▶ _YOUR TASK_
Rewrite the lines below, switching "pixel coordinates" to "pixel positions" wherever it occurs and leaving everything else unchanged.

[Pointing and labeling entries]
»»

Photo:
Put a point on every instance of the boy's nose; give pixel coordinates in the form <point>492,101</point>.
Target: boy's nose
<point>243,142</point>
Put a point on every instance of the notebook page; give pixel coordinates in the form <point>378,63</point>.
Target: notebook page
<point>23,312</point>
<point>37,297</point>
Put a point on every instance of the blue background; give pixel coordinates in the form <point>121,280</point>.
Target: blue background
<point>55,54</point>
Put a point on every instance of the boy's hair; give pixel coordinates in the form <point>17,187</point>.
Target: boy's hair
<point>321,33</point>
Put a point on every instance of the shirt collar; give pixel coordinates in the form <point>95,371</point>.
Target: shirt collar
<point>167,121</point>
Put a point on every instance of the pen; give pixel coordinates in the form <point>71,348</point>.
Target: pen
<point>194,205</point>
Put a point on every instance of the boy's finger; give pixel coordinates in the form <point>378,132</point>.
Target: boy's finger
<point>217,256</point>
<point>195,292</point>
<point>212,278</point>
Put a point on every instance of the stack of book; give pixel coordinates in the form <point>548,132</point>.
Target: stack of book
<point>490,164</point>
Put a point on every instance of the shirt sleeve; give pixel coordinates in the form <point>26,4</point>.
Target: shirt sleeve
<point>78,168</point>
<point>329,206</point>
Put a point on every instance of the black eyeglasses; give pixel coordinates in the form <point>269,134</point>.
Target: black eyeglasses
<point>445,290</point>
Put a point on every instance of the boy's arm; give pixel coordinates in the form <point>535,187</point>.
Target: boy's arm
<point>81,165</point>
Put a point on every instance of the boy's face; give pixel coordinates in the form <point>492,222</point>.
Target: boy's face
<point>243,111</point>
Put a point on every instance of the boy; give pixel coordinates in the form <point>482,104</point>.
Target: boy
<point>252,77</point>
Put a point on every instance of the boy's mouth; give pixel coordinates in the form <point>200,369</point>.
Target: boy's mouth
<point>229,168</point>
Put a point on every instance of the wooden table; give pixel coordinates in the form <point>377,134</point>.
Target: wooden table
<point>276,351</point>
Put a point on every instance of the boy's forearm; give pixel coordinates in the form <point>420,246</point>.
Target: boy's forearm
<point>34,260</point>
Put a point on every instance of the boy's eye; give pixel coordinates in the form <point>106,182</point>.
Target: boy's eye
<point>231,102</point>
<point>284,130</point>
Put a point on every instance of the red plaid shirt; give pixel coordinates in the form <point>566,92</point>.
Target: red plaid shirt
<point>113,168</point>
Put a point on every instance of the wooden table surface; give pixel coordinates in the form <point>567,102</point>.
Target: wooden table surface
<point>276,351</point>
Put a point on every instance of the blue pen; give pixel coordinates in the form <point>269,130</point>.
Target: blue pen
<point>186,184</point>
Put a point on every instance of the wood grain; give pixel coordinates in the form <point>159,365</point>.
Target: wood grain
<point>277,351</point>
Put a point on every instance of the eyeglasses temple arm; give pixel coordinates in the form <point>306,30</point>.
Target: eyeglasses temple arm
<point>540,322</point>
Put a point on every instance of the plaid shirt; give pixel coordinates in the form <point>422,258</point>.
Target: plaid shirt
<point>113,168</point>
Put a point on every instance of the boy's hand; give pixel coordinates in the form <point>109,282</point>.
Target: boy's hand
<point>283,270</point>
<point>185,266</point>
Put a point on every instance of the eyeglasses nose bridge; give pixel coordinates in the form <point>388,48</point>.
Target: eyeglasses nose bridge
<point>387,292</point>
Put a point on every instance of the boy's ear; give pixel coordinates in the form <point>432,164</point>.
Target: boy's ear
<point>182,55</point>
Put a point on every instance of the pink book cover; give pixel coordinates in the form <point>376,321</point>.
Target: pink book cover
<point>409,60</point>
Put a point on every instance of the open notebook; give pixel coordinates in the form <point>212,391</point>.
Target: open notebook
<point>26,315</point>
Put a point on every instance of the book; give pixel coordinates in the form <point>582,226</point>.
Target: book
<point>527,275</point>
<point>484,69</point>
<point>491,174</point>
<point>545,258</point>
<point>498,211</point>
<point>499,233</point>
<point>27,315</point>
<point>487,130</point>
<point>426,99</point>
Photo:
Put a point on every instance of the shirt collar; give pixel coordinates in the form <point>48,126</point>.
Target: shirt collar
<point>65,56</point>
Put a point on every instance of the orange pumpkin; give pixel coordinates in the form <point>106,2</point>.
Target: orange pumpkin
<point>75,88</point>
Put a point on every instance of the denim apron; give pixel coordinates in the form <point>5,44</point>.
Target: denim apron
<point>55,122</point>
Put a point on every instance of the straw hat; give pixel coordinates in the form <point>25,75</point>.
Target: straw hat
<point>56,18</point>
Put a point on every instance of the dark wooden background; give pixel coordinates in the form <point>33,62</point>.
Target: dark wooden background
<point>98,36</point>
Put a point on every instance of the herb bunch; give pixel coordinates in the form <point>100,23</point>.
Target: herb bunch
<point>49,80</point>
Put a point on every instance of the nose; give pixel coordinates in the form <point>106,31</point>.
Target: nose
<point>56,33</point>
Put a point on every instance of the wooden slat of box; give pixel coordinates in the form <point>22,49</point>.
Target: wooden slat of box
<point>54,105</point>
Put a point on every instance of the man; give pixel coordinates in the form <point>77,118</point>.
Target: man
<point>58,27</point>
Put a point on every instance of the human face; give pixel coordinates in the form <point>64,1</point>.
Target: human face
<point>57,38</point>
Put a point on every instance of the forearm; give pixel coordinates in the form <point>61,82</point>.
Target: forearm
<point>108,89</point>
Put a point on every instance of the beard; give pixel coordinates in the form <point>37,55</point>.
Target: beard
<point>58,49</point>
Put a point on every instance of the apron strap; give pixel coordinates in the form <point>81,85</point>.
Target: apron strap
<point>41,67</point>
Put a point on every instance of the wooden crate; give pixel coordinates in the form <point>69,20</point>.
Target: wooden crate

««

▶ _ANSWER TO THIS EXERCISE_
Photo:
Put a point on every instance of the boy's nose; give pixel positions in the form <point>492,101</point>.
Target: boy's nose
<point>243,142</point>
Put a point on every instance of the notebook page; give pixel positions in the form <point>378,63</point>.
Target: notebook page
<point>23,312</point>
<point>37,297</point>
Put a point on every instance of the blue background; give pixel positions in the form <point>121,280</point>.
Target: blue background
<point>55,54</point>
Put a point on every instance of the boy's hair; give pixel positions in the form <point>17,187</point>.
Target: boy's hair
<point>321,33</point>
Put a point on every instance of the shirt collar; give pixel positions in the form <point>95,371</point>.
Target: shirt collar
<point>167,121</point>
Put a point on every instance of the pen; give pixel positions in the form <point>71,348</point>.
Target: pen
<point>194,205</point>
Put a point on every instance of the boy's finger; give pixel positions in the form <point>378,132</point>.
Target: boy's finger
<point>217,256</point>
<point>195,292</point>
<point>212,278</point>
Put a point on every instance of the stack of book; give pixel positions in the form <point>548,132</point>.
Target: stack of book
<point>490,164</point>
Put a point on every instance of the shirt sleeve; give pixel positions in the form <point>26,4</point>.
Target: shirt sleeve
<point>78,168</point>
<point>329,206</point>
Put a point on every instance of the black eyeglasses; give pixel positions in the form <point>269,134</point>.
Target: black eyeglasses
<point>445,290</point>
Put a point on every instance of the boy's arm; give pixel positions in the form <point>535,187</point>.
Target: boy's arm
<point>81,165</point>
Put a point on every instance of the boy's face; give pixel positions in the form <point>492,222</point>.
Target: boy's face
<point>243,111</point>
Put a point on every instance of the boy; give pixel positions in the form <point>482,104</point>.
Target: boy
<point>252,77</point>
Put a point on every instance of the boy's mouth; give pixel positions in the form <point>200,369</point>.
Target: boy's mouth
<point>229,168</point>
Put a point on every instance of the wooden table; give pixel positions in the form <point>377,134</point>.
Target: wooden table
<point>276,351</point>
Put a point on every instance of the boy's forearm; give pixel positions in the form <point>420,246</point>.
Target: boy's forearm
<point>34,260</point>
Put a point on every instance of the boy's eye; give pixel positions in the form <point>106,182</point>.
Target: boy's eye
<point>231,102</point>
<point>284,130</point>
Put a point on every instance of the red plaid shirt; give pixel positions in the form <point>566,92</point>.
Target: red plaid shirt
<point>113,168</point>
Put a point on every instance of the wooden table surface; give pixel positions in the form <point>567,102</point>.
Target: wooden table surface
<point>276,351</point>
Put a point on every instance of the blue pen; give pixel positions in the form <point>269,130</point>.
Target: blue pen
<point>186,184</point>
Put a point on every instance of the wood grain; give pixel positions in the form <point>159,365</point>.
Target: wood grain
<point>277,351</point>
Put a point on every instance of the eyeglasses temple arm; give pixel positions in the form <point>306,30</point>.
Target: eyeglasses temple arm
<point>540,322</point>
Put a point on every instance of the plaid shirt; give pixel positions in the form <point>422,258</point>.
Target: plaid shirt
<point>113,168</point>
Put a point on every instance of the boy's hand; give pixel positions in the form <point>109,282</point>.
Target: boy's hand
<point>283,270</point>
<point>185,266</point>
Put a point on every instance of the eyeglasses nose bridge; give pixel positions in the form <point>388,48</point>.
Target: eyeglasses nose bridge
<point>387,292</point>
Put a point on every instance of the boy's ear; give pixel positions in the form <point>432,164</point>.
Target: boy's ear
<point>182,55</point>
Put a point on every instance of the pink book cover; give pixel positions in the form <point>376,321</point>.
Target: pink book cover
<point>409,60</point>
Put a point on every instance of the open notebook; give pixel positions in the form <point>212,391</point>.
Target: open notebook
<point>26,315</point>
Put a point on every instance of the book; give pixel positions in the form <point>582,226</point>.
Target: book
<point>527,275</point>
<point>484,69</point>
<point>491,174</point>
<point>545,258</point>
<point>498,211</point>
<point>499,233</point>
<point>27,315</point>
<point>487,130</point>
<point>426,99</point>
Photo:
Put a point on every instance of the shirt collar; give pixel positions in the form <point>48,126</point>.
Target: shirt collar
<point>65,56</point>
Put a point on every instance of the orange pumpkin; give pixel positions in the form <point>106,2</point>.
Target: orange pumpkin
<point>75,88</point>
Put a point on every instance of the denim apron; give pixel positions in the form <point>5,44</point>.
Target: denim apron
<point>55,122</point>
Put a point on every instance of the straw hat; give pixel positions in the form <point>25,75</point>.
Target: straw hat
<point>56,18</point>
Put a point on every instance of the dark wooden background; give pixel positions in the form <point>33,62</point>.
Target: dark wooden background
<point>98,36</point>
Put a point on every instance of the herb bunch; give pixel positions in the form <point>100,23</point>.
Target: herb bunch
<point>49,80</point>
Put a point on every instance of the nose; give pixel positions in the form <point>106,31</point>.
Target: nose
<point>56,33</point>
Put a point on every instance of the wooden slat of box; give pixel positions in the form <point>22,49</point>.
Target: wooden slat of box
<point>54,105</point>
Put a point on every instance of the man; give pixel positions in the form <point>77,118</point>.
Target: man
<point>58,27</point>
Put a point on every instance of the human face; give pixel positions in the form <point>64,1</point>.
Target: human face
<point>57,38</point>
Put a point on every instance of the forearm; give pixel positions in the form <point>61,82</point>.
Target: forearm
<point>108,89</point>
Put a point on every instance of the beard; give pixel positions in the form <point>37,55</point>.
Target: beard
<point>58,49</point>
Put a point on every instance of the apron strap; give pixel positions in the form <point>81,85</point>.
Target: apron strap
<point>41,67</point>
Put a point on every instance of the wooden crate; give pixel positions in the form <point>69,20</point>.
Target: wooden crate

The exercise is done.